## Given instruction 1
In the text about the larimar mine trip, why was it lucky that Norm and Joyce knew Jairo?
## Given instruction 2
Could you resume the account of the trip to the larimar mine, starting right after its last sentence?

## Document section
Larimar is a pretty, blue-ish stone that is found in only one place in the entire world, this mine in the Dominican Republic! Discovered in 1974 by a man who named it for his daughter Larissa and the Spanish word for sea, mar, he initially found some of the stones at the beach and followed them up the mountain. The turn off for the mine was very close to our hotel, but we heard it was about an hour's drive on a rough dirt road to get all the way to the mines and that you needed a 4WD vehicle to make it. Luckily Norm and Joyce knew a guy, Jairo, who was willing to take us for a decent price ($100 compared to the $400 some tour companies were charging). He and his friend came to get us in a beat up old pick-up truck and off we went. It was quite an adventure :-), but a beautiful one, making it up to the top of the mountain where the mine was. There were gorgeous views, lots of fruit trees and plenty of ramshackle little homes along the way. A miner even jumped in the back of the truck and hitched a ride up with us adding to the experience haha.

## Provided data
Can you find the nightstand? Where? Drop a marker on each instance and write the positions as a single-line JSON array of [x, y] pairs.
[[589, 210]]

## Task output 1
Reaching the mines meant about an hour's drive on a rough dirt road that reportedly needed a 4WD vehicle. Jairo was willing to take them for $100, compared to the $400 some tour companies were charging.

## Task output 2
I'm not sure exactly what I had in mind when picturing the mine experience since I knew it was a 3rd world country and we were in one of the least touristy areas of it, but for some reason I figured there was some part of the mine geared to tourists. Well, it was not at all and I was very glad we had come up with someone who was familiar with it all instead of just showing up by ourselves. Jairo walked us around where the miners live (200 work there each day but it was pretty empty when we went since it was the day after Christmas), showed us some of the different mine shaft entrances (80 holes that are 150 feet deep) and then guided us into the main tunnel entrance for a bit (it was pitch black, wet, and dirty...I was getting nervous the further we went and was glad when he said the rest was basically the same and had us turn around). Although it was interesting to see for sure, it was also quite depressing and I felt badly for being there. I felt like we were invading the home of these poor miners and that they were some sort of spectacle to us. Many of them come from Haiti to the mines and the condition of these homes and the area around the mines in general was pretty horrible. I tried to sneak taking a couple pictures, but none of them turned out very well. I wanted to capture it a little but was also trying to not be too invasive so it was difficult. I said to Mike as we were leaving that it really makes you wonder just how bad the conditions are in Haiti that they are sneaking into the DR to live like that instead. I don't even know how they make much money on the larimar honestly. There seems to be tons of it and people sell it cheaply so it doesn't seem worth the risk to go into these dangerous mines to find it, but it must be to them.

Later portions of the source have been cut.